## Goal of the exercise
Word for word, transcribe all of the records.

## Data listing

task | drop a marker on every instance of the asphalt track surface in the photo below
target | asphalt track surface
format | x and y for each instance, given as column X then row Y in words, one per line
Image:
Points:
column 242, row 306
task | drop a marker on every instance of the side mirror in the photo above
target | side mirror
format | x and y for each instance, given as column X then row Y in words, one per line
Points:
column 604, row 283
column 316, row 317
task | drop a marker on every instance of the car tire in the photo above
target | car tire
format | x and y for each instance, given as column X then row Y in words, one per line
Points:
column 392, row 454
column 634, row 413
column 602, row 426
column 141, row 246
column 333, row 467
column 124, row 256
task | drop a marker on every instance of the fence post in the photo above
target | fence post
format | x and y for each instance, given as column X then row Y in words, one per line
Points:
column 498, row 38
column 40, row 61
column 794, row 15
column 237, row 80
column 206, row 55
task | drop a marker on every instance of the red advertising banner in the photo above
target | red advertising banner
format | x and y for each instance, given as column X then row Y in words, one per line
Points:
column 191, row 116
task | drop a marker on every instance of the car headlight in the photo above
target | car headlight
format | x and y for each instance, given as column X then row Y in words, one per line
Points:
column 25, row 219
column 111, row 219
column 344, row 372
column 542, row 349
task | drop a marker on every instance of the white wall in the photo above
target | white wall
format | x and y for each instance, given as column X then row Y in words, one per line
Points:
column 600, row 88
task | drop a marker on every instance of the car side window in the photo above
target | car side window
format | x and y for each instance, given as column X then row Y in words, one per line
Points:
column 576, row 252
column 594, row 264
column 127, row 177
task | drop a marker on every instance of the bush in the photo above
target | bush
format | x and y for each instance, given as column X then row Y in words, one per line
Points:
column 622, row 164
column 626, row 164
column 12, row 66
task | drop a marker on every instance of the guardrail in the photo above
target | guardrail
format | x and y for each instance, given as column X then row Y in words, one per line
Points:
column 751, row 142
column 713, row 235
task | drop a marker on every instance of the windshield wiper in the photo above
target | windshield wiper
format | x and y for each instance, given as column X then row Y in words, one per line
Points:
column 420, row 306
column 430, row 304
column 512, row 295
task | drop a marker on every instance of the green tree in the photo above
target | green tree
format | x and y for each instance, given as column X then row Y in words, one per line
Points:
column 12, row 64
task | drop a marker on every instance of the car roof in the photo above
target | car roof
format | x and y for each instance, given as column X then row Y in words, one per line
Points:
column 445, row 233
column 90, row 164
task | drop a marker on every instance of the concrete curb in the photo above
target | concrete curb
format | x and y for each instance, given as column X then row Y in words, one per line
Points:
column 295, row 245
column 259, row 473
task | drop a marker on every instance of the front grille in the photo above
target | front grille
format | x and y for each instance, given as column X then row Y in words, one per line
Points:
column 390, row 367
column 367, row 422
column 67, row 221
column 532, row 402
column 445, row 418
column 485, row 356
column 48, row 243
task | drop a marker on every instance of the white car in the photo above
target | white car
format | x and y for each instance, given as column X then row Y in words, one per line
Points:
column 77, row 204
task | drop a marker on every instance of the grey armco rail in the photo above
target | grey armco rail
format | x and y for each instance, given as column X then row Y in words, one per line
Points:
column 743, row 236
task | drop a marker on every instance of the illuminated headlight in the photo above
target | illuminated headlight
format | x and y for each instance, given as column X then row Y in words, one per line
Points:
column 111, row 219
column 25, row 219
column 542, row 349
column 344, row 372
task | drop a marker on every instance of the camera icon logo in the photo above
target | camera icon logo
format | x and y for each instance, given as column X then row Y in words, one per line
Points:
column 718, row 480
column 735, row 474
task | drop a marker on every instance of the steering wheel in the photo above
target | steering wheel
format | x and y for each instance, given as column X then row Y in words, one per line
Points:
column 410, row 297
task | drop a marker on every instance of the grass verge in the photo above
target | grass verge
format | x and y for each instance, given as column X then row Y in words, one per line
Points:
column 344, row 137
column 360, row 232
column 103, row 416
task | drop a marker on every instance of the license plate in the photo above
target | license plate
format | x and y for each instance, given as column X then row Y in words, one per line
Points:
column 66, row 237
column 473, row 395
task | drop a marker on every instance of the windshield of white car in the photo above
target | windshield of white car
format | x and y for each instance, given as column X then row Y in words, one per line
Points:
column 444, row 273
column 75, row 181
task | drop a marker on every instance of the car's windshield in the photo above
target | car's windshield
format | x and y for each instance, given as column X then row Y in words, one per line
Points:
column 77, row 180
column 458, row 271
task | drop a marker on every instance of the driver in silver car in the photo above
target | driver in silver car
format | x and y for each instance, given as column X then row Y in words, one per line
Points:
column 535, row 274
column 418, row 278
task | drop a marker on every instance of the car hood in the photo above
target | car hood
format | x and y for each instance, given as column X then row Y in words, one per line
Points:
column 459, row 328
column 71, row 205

## Answer for this exercise
task | drop a marker on every instance of the asphalt track surface in the photo below
target | asphalt track surface
format | x and y for each instance, given as column X then row Y in words, one per line
Image:
Points:
column 242, row 306
task | drop a marker on every instance of the side mirror in the photo above
target | side mirror
format | x and y for each instance, given as column X then row Y in words, one per line
Points:
column 604, row 283
column 316, row 317
task | drop a marker on every instance of the car tire in the photo above
target | car tire
format | x and y for each instance, given as column X then row Y in words, one per line
Points:
column 392, row 454
column 634, row 413
column 602, row 426
column 141, row 246
column 333, row 467
column 124, row 256
task | drop a marker on every instance of the fence post in the photo above
target | fence post
format | x and y for each instance, given as column X then row Y in words, one per line
Points:
column 498, row 38
column 40, row 61
column 794, row 15
column 237, row 80
column 206, row 55
task | drop a marker on every instance of the red advertising banner in the photo above
target | red advertising banner
format | x and y for each instance, given as column X then row Y in words, one per line
Points:
column 191, row 116
task | drop a marker on every instance of the car headlight in the photo above
target | car headlight
format | x and y for each instance, given as column X then row Y in words, one per line
Points:
column 25, row 219
column 111, row 219
column 344, row 372
column 542, row 349
task | drop a marker on every instance of the white wall in the photo above
target | white wall
format | x and y for each instance, given as column X then row Y in words, one per line
Points:
column 600, row 88
task | drop a marker on every instance of the car side window in the photo above
target | car side window
format | x and y for each instance, given as column X then row Y in words, one per line
Points:
column 576, row 252
column 594, row 264
column 127, row 177
task | drop a marker on every instance of the bush in the photo above
target | bush
format | x and y for each instance, given as column X then row Y in words, one per line
Points:
column 622, row 164
column 626, row 164
column 12, row 66
task | drop a marker on every instance of the guardrail in the photo above
target | guardrail
format | x and y for each instance, given as column X then row Y in words, one per line
Points:
column 751, row 142
column 713, row 235
task | drop a marker on every instance of the windshield wiper in the photo above
target | windshield wiper
format | x and y for each instance, given as column X then row Y in words, one per line
Points:
column 420, row 306
column 430, row 304
column 512, row 295
task | drop a marker on every instance of the green tree in the photo above
target | green tree
format | x and y for each instance, given as column X then row Y in words, one per line
Points:
column 12, row 64
task | drop a marker on every instance of the car roof in the photo above
target | car roof
format | x and y for each instance, given as column X then row Y in words, one per line
Points:
column 445, row 233
column 90, row 164
task | drop a marker on every instance of the concrete curb in the photo above
target | concrete curb
format | x and y for each instance, given as column X then row Y in words, one per line
Points:
column 295, row 245
column 259, row 473
task | drop a marker on every instance of the front grille in the photo above
target | front grille
format | x and y for each instance, given as column X then row Y in words, one per line
Points:
column 390, row 367
column 367, row 422
column 67, row 221
column 532, row 402
column 445, row 418
column 485, row 356
column 48, row 243
task | drop a marker on every instance of the white car in the photo above
target | white car
format | x and y for each instance, given as column X then row Y in words, one per line
Points:
column 77, row 204
task | drop a marker on every instance of the grey armco rail in the photo above
target | grey armco rail
format | x and y for each instance, given as column X then row Y in words, one per line
Points:
column 743, row 236
task | drop a marker on every instance of the illuminated headlight in the photo above
target | illuminated headlight
format | x and y for each instance, given as column X then row Y in words, one per line
Points:
column 111, row 219
column 25, row 219
column 542, row 349
column 344, row 372
task | drop a marker on every instance of the camera icon logo in the photo above
target | camera icon logo
format | x and y for each instance, given as column X then row Y in words, one per line
Points:
column 718, row 480
column 735, row 474
task | drop a marker on every instance of the steering wheel in the photo above
target | steering wheel
format | x and y for each instance, given as column X then row Y in words, one per line
Points:
column 410, row 297
task | drop a marker on every instance of the grass verge in the photo above
target | grass verge
format | x and y for each instance, given as column X then row Y in words, one per line
Points:
column 344, row 137
column 360, row 232
column 103, row 416
task | drop a marker on every instance of the license plate in the photo above
target | license plate
format | x and y for each instance, given as column X then row Y in words, one per line
Points:
column 66, row 237
column 473, row 395
task | drop a marker on every instance of the windshield of white car in the photo above
target | windshield of white car
format | x and y for each instance, given as column X then row Y in words, one per line
Points:
column 444, row 273
column 75, row 181
task | drop a marker on every instance of the car's windshield in the photo above
target | car's windshield
format | x and y for each instance, given as column X then row Y in words, one per line
Points:
column 77, row 180
column 458, row 271
task | drop a marker on every instance of the driver in silver car in the photo above
target | driver in silver car
format | x and y for each instance, given as column X then row Y in words, one per line
Points:
column 535, row 274
column 418, row 278
task | drop a marker on every instance of the car hood in the photo above
target | car hood
format | x and y for each instance, given as column X then row Y in words, one per line
Points:
column 459, row 328
column 71, row 205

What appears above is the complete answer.